→ **PROBLEM DESCRIPTION**: Could you give back the material from the line holding "speaker? Mark that spot." through its end, inclusive, with "spot" swapped for "point" and nothing else changed?

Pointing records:
● ● ● ● ●
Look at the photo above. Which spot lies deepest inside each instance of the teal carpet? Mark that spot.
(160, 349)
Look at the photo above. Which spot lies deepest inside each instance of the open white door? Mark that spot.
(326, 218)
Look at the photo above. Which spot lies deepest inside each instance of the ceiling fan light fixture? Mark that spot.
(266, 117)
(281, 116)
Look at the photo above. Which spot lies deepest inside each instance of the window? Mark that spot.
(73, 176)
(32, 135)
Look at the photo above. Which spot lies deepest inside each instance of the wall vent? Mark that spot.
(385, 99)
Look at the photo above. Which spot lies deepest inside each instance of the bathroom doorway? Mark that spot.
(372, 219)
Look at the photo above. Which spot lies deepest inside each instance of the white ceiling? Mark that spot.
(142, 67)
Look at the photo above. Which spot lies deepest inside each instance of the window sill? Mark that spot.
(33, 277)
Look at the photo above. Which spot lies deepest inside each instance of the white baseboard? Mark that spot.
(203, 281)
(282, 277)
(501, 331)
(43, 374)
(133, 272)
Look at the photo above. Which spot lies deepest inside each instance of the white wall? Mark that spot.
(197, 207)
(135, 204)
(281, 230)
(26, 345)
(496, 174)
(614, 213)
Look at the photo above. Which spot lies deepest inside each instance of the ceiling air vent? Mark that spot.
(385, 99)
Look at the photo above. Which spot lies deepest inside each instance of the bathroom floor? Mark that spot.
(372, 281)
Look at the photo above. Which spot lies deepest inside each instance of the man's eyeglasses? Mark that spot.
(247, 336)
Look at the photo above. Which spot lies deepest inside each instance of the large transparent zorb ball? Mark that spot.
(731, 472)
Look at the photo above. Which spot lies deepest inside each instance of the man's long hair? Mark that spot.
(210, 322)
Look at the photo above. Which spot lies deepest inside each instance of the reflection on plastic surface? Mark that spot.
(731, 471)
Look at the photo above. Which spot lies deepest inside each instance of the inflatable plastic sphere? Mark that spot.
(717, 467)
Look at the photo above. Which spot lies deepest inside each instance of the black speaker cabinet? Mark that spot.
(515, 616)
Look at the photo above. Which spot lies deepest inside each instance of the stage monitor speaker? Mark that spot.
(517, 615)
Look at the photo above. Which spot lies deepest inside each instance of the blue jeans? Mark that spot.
● ● ● ● ●
→ **RIGHT ANSWER**:
Look at the photo above. Which point lies deepest inside each instance of the stage monitor speaker? Mark that point.
(517, 615)
Look at the photo above. Which point lies deepest inside each instance of the blue jeans? Mark that point.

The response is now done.